## Instructions for the task
Below are the entries; count the lines in them that contain the word "bridge" and give only the number.

## Given data
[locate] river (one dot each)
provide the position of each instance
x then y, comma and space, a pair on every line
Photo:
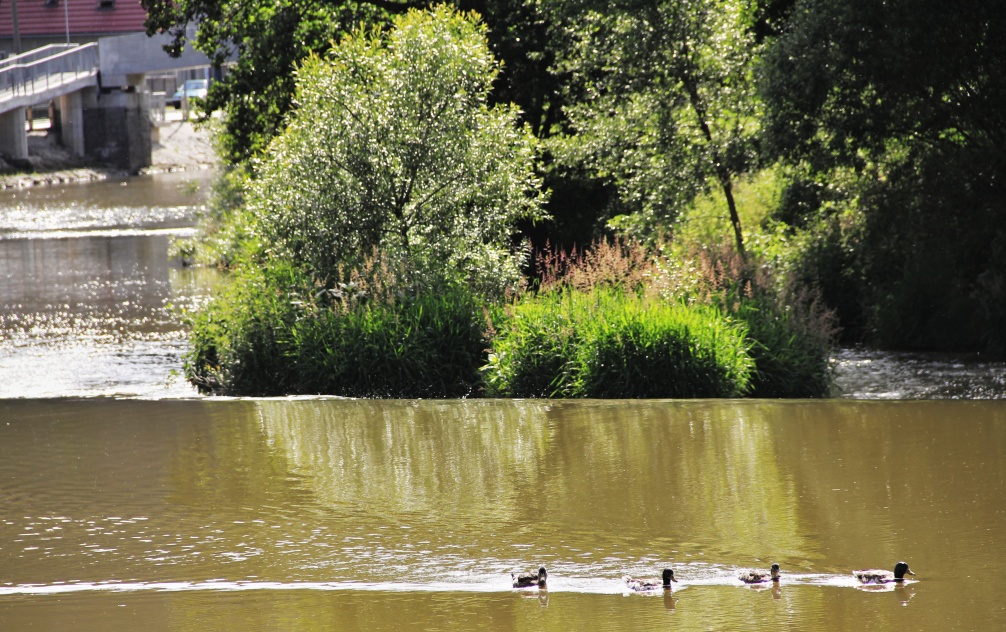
128, 501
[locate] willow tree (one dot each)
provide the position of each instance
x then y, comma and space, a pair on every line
663, 100
393, 148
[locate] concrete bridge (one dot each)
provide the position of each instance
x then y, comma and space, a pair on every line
99, 92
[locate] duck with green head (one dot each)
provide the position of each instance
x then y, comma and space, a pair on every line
653, 584
759, 577
527, 580
876, 576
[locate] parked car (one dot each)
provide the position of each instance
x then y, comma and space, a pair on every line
191, 88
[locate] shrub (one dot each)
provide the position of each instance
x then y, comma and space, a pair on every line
610, 343
790, 330
393, 146
272, 332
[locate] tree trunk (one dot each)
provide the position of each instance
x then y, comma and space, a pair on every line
722, 173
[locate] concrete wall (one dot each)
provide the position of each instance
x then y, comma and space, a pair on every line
117, 128
13, 138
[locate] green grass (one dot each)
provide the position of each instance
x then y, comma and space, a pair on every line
270, 332
610, 343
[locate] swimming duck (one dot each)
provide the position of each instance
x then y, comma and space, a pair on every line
874, 576
651, 584
527, 580
758, 577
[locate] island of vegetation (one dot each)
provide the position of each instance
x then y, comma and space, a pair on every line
571, 198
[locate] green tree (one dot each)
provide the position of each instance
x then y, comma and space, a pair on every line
662, 100
393, 148
268, 38
892, 115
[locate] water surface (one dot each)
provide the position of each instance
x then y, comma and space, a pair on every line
267, 514
89, 298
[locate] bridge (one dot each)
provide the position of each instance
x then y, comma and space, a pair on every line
99, 92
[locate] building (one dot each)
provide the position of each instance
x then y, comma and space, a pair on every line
41, 22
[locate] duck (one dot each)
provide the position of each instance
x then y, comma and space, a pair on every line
527, 580
875, 576
758, 577
651, 584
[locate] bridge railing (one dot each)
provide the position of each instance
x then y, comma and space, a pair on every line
35, 54
33, 72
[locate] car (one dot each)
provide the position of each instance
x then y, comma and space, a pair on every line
191, 88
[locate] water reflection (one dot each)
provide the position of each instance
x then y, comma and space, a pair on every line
86, 286
179, 504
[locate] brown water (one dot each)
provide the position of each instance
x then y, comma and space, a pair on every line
344, 514
87, 287
127, 502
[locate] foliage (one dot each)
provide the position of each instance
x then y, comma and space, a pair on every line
902, 100
610, 343
261, 41
392, 146
273, 332
661, 102
790, 330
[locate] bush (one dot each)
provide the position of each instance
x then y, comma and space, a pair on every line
271, 332
610, 343
393, 146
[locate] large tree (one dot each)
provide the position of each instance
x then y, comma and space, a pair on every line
662, 100
266, 39
902, 101
393, 147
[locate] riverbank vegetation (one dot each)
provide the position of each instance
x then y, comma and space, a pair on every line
575, 198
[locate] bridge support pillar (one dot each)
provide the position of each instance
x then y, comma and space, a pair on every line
71, 123
13, 135
117, 128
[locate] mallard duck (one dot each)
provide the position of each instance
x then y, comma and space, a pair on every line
527, 580
875, 576
758, 577
651, 584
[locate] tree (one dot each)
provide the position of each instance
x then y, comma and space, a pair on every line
269, 38
393, 147
662, 100
906, 97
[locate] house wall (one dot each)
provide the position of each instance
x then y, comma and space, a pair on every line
41, 22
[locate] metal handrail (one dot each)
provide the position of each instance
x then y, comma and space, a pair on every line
35, 54
26, 79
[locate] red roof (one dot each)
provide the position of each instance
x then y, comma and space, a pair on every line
87, 17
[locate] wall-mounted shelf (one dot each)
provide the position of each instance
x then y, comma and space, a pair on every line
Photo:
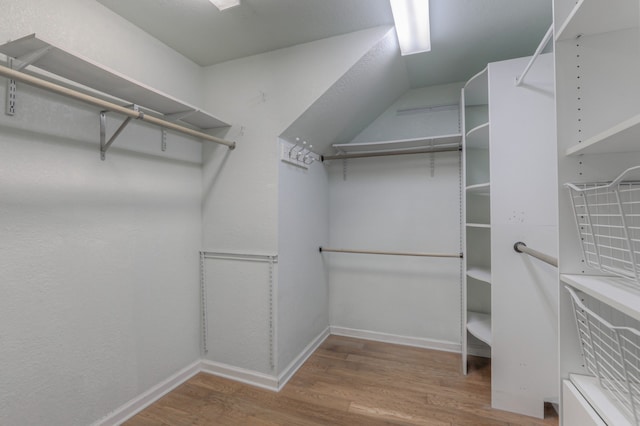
479, 189
615, 292
81, 70
480, 274
590, 17
478, 137
400, 144
623, 137
475, 91
479, 325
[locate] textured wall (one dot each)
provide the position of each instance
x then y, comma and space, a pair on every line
393, 203
262, 95
303, 288
99, 264
98, 261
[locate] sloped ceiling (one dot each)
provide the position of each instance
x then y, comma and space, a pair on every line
358, 97
466, 34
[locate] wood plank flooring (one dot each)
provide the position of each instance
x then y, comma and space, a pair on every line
347, 382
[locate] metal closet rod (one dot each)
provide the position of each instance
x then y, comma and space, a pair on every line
74, 94
391, 253
385, 153
521, 247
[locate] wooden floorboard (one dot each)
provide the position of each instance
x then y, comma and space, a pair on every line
347, 382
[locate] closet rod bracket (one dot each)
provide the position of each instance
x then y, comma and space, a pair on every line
19, 64
106, 144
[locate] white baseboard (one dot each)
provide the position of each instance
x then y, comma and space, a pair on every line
238, 374
142, 401
300, 359
265, 381
397, 339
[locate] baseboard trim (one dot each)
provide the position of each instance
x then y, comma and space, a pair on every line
418, 342
295, 365
250, 377
479, 350
142, 401
266, 381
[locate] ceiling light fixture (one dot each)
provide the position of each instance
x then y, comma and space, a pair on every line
225, 4
411, 18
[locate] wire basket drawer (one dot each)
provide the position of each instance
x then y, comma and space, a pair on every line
608, 220
612, 354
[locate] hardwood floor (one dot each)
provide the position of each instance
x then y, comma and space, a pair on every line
347, 382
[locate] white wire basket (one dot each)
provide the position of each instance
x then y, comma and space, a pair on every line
608, 220
612, 354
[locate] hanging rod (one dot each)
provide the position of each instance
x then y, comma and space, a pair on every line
252, 257
521, 247
106, 105
537, 53
396, 152
390, 253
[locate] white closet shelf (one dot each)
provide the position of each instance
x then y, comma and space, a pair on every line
479, 325
479, 225
83, 71
599, 400
480, 273
623, 137
588, 18
615, 292
479, 189
476, 90
399, 144
478, 137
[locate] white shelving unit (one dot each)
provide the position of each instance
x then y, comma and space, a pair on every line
598, 120
477, 234
479, 325
479, 189
480, 274
590, 17
400, 144
478, 137
95, 77
623, 137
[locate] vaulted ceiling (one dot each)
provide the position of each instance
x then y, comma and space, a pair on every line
466, 34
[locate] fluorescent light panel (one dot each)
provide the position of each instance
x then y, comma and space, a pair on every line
411, 18
225, 4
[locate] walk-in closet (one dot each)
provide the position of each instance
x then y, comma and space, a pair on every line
293, 212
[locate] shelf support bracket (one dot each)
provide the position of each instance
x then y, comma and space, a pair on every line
19, 64
106, 144
10, 100
163, 140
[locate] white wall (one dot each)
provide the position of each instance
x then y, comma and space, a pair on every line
303, 289
393, 203
99, 262
261, 95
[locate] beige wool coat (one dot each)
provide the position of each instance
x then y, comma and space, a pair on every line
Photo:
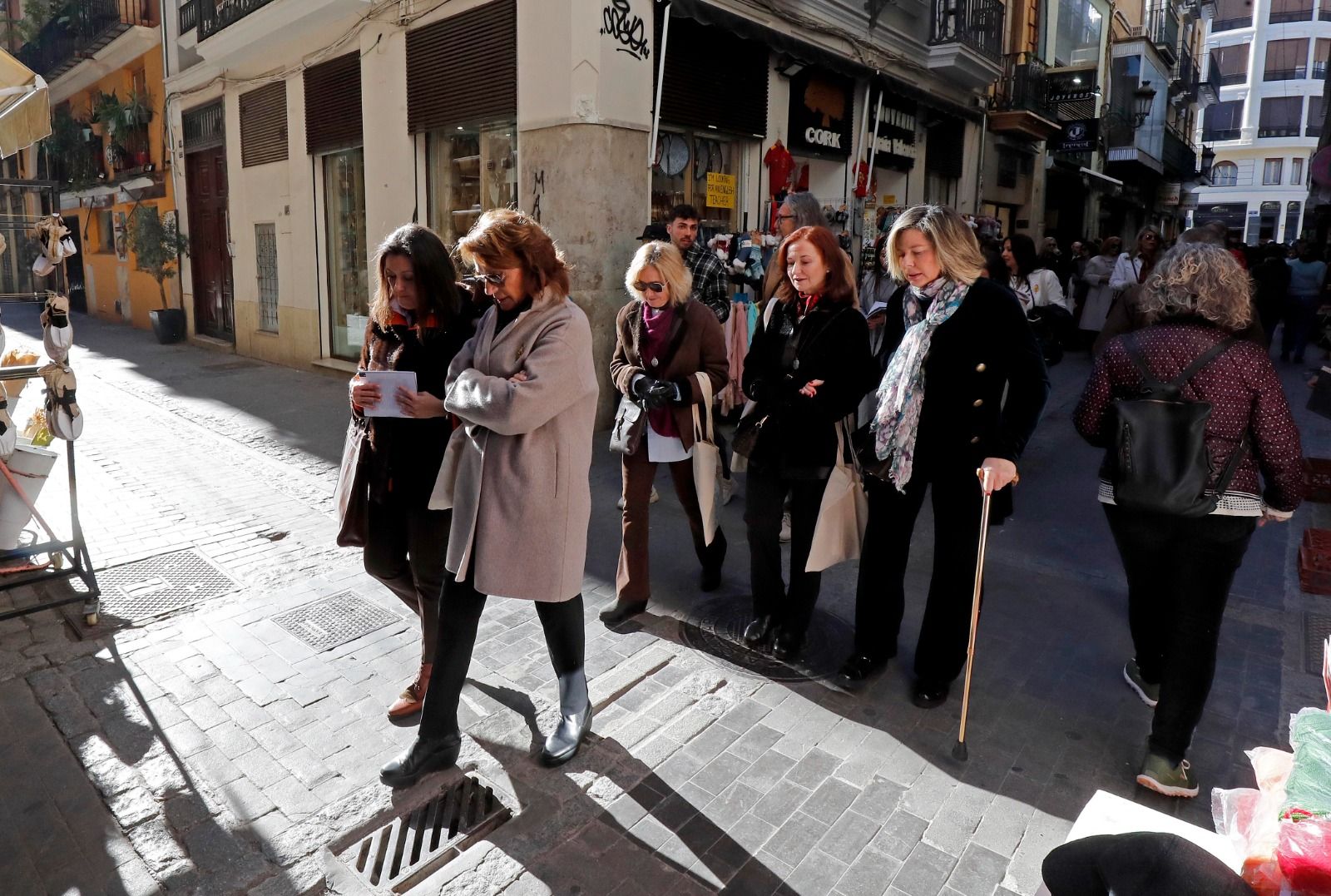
517, 472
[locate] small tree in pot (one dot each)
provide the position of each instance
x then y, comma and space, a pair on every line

## Response area
4